*Work to complete:*
Lines containing the word "roundel" are the ones to copy from the records below.

*Exercise input:*
---

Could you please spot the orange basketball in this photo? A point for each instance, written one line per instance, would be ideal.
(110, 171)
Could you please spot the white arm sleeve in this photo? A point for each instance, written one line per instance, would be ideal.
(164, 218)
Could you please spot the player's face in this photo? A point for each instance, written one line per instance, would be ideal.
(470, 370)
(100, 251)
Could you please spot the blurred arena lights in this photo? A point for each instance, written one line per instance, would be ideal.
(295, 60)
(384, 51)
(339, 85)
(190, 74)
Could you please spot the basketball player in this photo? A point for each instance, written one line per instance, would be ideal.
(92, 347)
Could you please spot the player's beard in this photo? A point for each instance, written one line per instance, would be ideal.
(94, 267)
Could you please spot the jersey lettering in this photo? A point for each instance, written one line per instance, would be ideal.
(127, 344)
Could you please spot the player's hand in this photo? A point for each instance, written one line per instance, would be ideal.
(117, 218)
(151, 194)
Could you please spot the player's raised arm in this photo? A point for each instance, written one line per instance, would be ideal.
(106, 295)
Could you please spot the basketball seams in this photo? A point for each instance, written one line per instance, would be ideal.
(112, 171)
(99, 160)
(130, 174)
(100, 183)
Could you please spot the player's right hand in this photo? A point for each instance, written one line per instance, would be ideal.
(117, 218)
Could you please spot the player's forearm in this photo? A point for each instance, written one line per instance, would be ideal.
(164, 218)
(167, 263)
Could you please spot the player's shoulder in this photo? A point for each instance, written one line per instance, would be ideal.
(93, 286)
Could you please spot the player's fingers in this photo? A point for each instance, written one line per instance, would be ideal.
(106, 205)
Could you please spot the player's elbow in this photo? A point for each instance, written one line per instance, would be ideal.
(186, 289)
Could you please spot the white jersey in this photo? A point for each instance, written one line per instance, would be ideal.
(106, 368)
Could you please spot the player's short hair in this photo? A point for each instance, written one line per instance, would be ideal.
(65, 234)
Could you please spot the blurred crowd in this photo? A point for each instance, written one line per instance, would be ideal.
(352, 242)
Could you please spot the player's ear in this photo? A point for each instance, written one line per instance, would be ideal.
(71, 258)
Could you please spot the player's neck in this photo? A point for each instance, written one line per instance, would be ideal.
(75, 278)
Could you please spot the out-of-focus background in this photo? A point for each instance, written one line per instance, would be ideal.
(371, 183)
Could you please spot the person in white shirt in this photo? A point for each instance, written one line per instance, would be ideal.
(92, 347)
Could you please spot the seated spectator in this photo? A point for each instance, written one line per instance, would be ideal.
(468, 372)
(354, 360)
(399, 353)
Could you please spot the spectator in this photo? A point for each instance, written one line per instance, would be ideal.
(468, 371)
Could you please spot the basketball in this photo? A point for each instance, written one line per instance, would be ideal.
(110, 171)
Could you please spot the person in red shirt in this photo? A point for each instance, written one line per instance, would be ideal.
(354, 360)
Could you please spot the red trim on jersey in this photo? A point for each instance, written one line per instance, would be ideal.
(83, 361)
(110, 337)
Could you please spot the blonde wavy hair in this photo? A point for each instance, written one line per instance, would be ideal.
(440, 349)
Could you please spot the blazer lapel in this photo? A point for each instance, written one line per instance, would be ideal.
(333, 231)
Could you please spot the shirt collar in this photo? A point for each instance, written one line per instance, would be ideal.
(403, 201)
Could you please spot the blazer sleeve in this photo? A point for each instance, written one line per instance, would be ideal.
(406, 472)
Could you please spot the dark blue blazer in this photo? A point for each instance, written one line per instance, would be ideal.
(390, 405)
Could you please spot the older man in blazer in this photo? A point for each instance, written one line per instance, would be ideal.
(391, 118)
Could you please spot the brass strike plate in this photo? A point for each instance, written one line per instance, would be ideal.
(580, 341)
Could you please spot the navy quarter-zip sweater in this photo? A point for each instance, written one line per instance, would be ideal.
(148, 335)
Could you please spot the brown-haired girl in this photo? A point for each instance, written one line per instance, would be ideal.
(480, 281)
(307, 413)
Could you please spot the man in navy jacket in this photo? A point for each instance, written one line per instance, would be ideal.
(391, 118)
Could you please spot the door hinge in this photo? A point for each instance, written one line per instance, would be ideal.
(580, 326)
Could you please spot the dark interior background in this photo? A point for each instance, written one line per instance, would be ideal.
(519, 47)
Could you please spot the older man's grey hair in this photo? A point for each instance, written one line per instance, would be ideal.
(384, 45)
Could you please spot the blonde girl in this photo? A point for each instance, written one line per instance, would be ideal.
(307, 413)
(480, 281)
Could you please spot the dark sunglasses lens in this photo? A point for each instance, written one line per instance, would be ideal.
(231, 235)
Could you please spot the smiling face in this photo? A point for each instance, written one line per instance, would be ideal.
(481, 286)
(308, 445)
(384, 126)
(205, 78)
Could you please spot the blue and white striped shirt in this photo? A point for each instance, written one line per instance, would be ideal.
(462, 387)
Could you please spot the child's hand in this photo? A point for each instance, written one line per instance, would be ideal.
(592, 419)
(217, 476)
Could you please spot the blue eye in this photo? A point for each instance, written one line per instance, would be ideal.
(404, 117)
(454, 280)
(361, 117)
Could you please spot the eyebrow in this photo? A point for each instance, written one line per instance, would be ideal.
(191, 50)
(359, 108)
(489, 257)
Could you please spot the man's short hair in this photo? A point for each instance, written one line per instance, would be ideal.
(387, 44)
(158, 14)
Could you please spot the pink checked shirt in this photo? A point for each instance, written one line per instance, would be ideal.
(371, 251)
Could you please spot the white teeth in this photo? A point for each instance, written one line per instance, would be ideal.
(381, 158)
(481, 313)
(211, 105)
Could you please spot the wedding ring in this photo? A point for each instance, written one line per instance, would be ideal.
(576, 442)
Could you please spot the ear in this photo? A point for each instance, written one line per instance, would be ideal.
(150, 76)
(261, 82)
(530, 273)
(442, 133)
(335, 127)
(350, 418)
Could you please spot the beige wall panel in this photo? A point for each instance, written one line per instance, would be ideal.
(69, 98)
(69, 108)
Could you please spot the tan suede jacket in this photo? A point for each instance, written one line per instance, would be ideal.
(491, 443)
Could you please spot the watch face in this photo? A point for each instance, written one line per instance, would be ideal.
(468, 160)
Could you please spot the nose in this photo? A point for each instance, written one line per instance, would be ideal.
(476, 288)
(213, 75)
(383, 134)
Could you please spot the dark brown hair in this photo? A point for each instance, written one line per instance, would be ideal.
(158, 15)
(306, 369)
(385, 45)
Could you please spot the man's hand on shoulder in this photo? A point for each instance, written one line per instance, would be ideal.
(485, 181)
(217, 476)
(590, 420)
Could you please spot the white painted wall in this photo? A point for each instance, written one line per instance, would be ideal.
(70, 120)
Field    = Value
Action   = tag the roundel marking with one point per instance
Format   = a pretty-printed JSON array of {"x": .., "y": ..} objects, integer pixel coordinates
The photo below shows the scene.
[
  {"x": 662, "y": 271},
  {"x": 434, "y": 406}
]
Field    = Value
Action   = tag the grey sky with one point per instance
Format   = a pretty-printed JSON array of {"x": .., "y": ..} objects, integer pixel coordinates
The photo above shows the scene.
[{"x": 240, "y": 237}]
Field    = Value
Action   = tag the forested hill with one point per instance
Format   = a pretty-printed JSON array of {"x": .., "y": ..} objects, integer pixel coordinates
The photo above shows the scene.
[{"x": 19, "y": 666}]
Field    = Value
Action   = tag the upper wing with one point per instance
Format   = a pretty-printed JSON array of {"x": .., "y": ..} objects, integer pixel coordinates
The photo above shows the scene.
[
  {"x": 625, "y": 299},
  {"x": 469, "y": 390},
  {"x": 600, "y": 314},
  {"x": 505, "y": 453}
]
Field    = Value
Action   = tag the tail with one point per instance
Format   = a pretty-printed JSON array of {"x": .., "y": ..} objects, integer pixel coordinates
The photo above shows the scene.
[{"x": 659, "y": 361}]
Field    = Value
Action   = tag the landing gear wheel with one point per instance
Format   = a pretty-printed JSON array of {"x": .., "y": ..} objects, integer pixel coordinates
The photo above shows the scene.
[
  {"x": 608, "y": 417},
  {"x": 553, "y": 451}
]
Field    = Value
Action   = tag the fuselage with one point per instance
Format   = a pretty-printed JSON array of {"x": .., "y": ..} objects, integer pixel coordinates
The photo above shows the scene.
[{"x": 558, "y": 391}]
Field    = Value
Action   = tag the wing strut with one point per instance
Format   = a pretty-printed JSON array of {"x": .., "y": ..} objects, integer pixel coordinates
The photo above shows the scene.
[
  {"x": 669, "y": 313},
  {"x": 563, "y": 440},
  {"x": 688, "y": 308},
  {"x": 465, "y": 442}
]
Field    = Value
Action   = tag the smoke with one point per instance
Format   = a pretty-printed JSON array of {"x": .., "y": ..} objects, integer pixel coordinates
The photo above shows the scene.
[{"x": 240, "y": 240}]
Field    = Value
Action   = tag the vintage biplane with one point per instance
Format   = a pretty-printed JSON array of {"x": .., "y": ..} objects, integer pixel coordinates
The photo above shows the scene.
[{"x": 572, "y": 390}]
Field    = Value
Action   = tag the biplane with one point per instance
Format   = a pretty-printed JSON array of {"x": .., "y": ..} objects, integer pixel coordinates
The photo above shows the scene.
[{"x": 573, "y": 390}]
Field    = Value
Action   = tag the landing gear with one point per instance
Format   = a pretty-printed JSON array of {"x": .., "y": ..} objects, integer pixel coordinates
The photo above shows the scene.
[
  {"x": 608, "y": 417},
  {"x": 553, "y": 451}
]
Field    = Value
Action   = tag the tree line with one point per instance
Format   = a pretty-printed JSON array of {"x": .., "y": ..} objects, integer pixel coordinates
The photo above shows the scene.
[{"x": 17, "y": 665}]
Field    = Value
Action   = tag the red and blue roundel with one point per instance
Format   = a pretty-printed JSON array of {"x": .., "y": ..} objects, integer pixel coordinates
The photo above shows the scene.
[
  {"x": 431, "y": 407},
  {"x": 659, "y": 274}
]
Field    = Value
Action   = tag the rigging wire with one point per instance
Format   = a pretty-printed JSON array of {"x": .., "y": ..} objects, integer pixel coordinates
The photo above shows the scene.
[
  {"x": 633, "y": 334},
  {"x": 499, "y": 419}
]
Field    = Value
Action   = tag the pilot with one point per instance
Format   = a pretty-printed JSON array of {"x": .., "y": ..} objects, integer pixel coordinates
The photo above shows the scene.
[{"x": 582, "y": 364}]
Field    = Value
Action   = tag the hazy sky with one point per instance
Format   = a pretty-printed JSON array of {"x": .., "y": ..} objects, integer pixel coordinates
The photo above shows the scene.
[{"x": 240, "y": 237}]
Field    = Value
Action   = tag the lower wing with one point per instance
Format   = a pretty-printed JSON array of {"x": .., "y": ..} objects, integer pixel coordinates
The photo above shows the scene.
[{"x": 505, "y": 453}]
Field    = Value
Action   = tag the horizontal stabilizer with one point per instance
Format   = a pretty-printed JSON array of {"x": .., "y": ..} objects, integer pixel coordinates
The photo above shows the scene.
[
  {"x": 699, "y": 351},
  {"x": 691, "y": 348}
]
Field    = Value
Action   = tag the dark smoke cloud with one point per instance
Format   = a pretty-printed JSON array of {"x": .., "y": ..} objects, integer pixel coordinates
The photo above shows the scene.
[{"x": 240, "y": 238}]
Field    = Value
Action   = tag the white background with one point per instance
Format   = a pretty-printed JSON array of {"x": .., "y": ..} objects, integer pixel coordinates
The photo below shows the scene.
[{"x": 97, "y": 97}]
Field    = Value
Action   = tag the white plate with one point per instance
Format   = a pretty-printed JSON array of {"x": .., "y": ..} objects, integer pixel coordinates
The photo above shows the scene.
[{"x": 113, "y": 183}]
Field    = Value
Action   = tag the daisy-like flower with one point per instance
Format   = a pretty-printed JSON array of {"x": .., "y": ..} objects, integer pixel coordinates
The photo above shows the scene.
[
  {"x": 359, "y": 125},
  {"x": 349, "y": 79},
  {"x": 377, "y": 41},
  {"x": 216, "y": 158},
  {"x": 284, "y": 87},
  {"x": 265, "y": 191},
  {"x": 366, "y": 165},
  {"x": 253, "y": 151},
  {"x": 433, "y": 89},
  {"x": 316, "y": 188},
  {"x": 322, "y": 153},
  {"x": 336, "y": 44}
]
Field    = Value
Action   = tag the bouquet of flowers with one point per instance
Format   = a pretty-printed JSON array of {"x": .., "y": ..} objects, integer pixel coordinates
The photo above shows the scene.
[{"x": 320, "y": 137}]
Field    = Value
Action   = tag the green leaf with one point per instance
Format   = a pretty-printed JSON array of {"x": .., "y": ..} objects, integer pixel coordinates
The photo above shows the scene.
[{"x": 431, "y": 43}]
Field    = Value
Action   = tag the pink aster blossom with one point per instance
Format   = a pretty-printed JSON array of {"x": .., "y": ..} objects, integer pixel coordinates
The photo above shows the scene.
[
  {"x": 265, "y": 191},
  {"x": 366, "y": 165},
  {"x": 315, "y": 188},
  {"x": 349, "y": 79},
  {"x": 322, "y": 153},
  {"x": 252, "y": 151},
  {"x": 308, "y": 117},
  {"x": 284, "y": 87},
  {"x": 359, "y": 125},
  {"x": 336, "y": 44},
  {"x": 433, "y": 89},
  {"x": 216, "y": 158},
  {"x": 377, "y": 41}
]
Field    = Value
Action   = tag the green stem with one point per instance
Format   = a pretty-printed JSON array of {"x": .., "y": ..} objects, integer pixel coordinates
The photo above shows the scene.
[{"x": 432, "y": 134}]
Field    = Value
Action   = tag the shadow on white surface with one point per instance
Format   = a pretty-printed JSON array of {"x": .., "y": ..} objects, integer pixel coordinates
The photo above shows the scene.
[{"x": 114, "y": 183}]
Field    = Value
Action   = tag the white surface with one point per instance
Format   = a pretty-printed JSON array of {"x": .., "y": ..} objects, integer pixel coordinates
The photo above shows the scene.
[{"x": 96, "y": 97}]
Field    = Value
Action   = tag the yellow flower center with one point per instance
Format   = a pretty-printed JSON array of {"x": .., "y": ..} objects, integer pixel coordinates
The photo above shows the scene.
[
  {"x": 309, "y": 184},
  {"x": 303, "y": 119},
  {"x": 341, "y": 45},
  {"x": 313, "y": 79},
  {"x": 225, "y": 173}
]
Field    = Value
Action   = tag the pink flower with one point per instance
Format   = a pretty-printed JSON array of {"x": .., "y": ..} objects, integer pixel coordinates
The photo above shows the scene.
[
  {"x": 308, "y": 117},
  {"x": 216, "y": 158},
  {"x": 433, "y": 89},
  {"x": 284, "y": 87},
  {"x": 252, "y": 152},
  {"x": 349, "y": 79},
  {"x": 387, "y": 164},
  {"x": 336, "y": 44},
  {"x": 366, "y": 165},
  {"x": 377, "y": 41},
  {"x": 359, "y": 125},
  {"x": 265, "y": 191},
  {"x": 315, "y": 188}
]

---

*Response to this exercise:*
Action   = tag the roundel marking with one point per instance
Action   = tag the red and blue roundel with one point per instance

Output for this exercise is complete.